=== DATA FOR ANALYSIS ===

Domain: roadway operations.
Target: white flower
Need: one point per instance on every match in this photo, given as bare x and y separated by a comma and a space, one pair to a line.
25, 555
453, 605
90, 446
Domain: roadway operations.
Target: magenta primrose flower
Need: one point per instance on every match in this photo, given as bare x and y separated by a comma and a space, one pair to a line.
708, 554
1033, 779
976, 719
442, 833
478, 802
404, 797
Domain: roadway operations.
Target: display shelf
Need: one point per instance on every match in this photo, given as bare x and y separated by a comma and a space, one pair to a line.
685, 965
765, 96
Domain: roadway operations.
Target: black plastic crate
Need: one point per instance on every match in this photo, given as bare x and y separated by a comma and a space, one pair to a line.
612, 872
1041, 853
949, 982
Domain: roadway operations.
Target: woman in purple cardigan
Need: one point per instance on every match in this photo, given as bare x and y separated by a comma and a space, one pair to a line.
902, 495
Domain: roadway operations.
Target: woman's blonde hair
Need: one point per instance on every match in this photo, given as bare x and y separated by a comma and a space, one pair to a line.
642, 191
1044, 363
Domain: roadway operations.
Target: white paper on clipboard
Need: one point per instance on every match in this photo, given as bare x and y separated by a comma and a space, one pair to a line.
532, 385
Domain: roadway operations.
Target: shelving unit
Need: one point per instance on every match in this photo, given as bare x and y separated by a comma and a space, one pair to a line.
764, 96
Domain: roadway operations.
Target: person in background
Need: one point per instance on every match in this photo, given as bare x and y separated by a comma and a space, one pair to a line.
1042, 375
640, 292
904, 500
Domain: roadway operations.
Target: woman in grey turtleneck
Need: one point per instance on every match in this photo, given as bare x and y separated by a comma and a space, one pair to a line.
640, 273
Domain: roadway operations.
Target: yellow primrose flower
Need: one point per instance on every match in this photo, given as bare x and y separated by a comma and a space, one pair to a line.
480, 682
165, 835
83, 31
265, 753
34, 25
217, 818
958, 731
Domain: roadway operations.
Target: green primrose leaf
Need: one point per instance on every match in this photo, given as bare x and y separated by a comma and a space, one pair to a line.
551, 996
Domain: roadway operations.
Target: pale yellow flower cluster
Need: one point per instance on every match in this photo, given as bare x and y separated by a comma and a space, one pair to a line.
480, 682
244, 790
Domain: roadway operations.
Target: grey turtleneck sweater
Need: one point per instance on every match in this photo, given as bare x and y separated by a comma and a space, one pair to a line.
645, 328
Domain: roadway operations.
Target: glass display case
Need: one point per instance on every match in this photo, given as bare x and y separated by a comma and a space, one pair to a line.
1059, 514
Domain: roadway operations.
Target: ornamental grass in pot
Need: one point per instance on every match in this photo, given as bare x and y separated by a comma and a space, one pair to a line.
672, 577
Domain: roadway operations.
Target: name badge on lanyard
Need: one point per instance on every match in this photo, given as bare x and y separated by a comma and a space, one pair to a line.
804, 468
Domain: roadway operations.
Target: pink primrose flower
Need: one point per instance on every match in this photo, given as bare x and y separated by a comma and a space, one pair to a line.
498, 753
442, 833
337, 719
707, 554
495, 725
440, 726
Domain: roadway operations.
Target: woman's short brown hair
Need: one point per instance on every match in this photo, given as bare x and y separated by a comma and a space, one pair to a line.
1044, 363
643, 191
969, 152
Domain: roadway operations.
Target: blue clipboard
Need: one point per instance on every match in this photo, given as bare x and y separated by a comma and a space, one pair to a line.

===

BRIEF ▸
Your answer should consist of copies of the lines above that include the string "primrose".

WORKED SOLUTION ▸
Target: magenta primrose flower
Target: yellow primrose flower
Target: green primrose leaf
Target: pink primrose flower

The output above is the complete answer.